SOURCE PASSAGE:
####

Sunday, August 30, 2009

Older Plans

One day at lunch at the university, I opened my notes on the table and, over an hour and a half, we designed a hospital--though it could easily also have been a hotel or an apartment building--in the form of a unicursal labyrinth. That is to say that there is only a single path to follow from entrance to exit. It was deceptively so. A patient or visitor is meant to feel that she is wandering the halls freely, never even leaving the ground floor, but eventually to find herself facing something new in a place she has expected to find only a wall. It is a large stained-glass depiction of Saint John, chosen partially because of his significance in my life--parenthetically if you will, in possibly an open-ended sense, as I was born in St. John's in Santa Monica--but also to signify the revelation of path. Though the wandering patient feels she has been wandering, she is now made to see that she has been on a singular path. Having never believed herself traveling anywhere, she has ended up on the highest floor of the building. This understanding, once bestowed, will have one or a few of various effects upon her, determined not by our design but by her state of mind upon the moment of revelation, and of course by her wealth of experience that she has brought with her to this place.

It might be natural to hesitate when confronted with something unexpected. To consider whether or not it is dangerous. To begin slowly to investigate the surroundings. To look for signs of treachery, betrayal, abandonment. And of course she would not be blamed for turning around and following the path back to its beginning. The main problem then being that irksome knowledge that there are questions that will always go unanswered. Security and comfort can be forms of decay. But that is for her to say, and not for any of us.

It was our hope that her discovery would also be ours, each time new, a true revelation always being something internal, reflective, a discovery of self rather than of anything external. Our hospital only being a catalyst for the germ of thought. The appearance of the saint, not a call to salvation or spiritual ascendancy, but instead a call to ruminate, to stew, to stir, to overflow with self and to watch as that fullness reflects in those she encounters from that point forward.

But our design was flawed. It would never be constructed. I opted instead to design a city grid, the streets and waterways a model of a neural network of a person attempting to remember something he saw when he was seven, continually unable to do so. To find this image would, for him, he believes, reveal the true nature of love. Not merely the signifier tossed about across cultures or between gentlemen and ladies. It would be that perfect connection to the true thing, and not just the shadow of it. It is why he chooses to use long sentences to describe small ideas, because he believes the simple terms have been infested with meaning to the point of meaninglessness. And so in the city I saw built, it might take a man an hour to travel from his house to the nearest corner store, and it would certainly take him a lifetime to find the great center of it. Though perhaps only a moment or two to catch a glimpse of the park, the acropolis, the mall, the expansive library, the entrance to the zoo, the place where the children ride the trolley while a man dressed in lavender pinstripes calls out stations, there are no exits or entrances, only miniature models of other cities. And the children, they are children for an eternity, or at least until the city crumbles. They were designed this way. They are memories.

####

SOURCE DATA:
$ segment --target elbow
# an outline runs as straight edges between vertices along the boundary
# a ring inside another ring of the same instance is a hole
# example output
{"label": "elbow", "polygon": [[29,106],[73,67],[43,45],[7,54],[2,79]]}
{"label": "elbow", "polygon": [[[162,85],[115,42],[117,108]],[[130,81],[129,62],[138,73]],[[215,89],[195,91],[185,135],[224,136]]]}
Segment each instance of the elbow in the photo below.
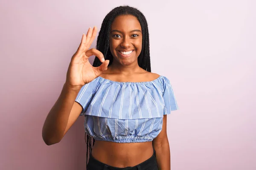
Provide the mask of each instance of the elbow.
{"label": "elbow", "polygon": [[56,140],[51,140],[50,139],[44,137],[43,137],[43,140],[44,140],[44,143],[48,146],[58,143],[60,142],[60,140],[57,141]]}
{"label": "elbow", "polygon": [[42,133],[42,137],[44,143],[48,146],[58,143],[61,140],[61,139],[59,139],[56,137],[50,136],[44,132]]}

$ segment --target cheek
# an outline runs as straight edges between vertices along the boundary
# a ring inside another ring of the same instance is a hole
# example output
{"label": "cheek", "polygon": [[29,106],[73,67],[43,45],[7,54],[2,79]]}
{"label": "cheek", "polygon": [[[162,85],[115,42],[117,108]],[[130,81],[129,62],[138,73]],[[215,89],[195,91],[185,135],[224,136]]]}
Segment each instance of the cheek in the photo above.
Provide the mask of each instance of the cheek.
{"label": "cheek", "polygon": [[142,48],[142,40],[138,40],[134,44],[137,50],[140,51]]}

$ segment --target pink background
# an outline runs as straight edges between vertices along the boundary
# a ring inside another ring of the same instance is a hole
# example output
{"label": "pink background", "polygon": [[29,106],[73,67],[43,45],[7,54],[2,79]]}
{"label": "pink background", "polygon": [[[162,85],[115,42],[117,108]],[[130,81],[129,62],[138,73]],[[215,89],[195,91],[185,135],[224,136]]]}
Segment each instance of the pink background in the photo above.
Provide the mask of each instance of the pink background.
{"label": "pink background", "polygon": [[256,169],[255,1],[38,1],[0,3],[0,169],[85,170],[83,117],[53,145],[42,128],[82,33],[124,4],[145,16],[152,71],[180,108],[172,170]]}

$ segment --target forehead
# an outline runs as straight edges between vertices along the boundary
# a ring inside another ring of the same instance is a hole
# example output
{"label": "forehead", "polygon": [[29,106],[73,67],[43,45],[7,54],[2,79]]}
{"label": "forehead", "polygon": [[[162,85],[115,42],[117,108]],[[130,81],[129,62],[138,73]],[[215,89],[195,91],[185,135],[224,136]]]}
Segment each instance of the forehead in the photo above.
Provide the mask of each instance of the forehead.
{"label": "forehead", "polygon": [[140,24],[136,17],[133,15],[119,15],[112,22],[111,29],[121,31],[129,31],[138,29],[141,31]]}

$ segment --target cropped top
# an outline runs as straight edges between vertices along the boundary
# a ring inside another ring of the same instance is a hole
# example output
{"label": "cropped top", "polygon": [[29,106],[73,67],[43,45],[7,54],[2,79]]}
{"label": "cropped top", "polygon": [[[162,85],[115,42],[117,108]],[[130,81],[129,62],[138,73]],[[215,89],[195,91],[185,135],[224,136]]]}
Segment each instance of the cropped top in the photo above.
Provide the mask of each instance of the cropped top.
{"label": "cropped top", "polygon": [[163,115],[179,109],[163,76],[138,82],[98,76],[82,87],[75,101],[83,108],[89,136],[117,143],[152,141],[162,130]]}

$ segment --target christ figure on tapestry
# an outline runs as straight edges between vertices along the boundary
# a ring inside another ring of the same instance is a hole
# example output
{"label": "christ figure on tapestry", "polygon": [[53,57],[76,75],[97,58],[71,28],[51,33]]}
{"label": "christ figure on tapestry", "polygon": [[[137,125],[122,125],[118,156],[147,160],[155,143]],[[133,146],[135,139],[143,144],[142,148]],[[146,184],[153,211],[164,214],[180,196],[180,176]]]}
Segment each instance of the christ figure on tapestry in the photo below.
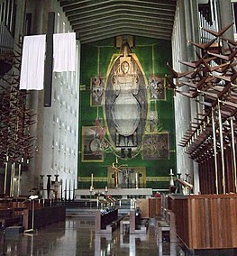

####

YOUR TASK: Update the essay on the labyrinth hospital, starting with "It was our hope" and going on through "that point forward.", and change "catalyst" to "spark".

EXERCISE RESPONSE:
It was our hope that her discovery would also be ours, each time new, a true revelation always being something internal, reflective, a discovery of self rather than of anything external. Our hospital only being a spark for the germ of thought. The appearance of the saint, not a call to salvation or spiritual ascendancy, but instead a call to ruminate, to stew, to stir, to overflow with self and to watch as that fullness reflects in those she encounters from that point forward.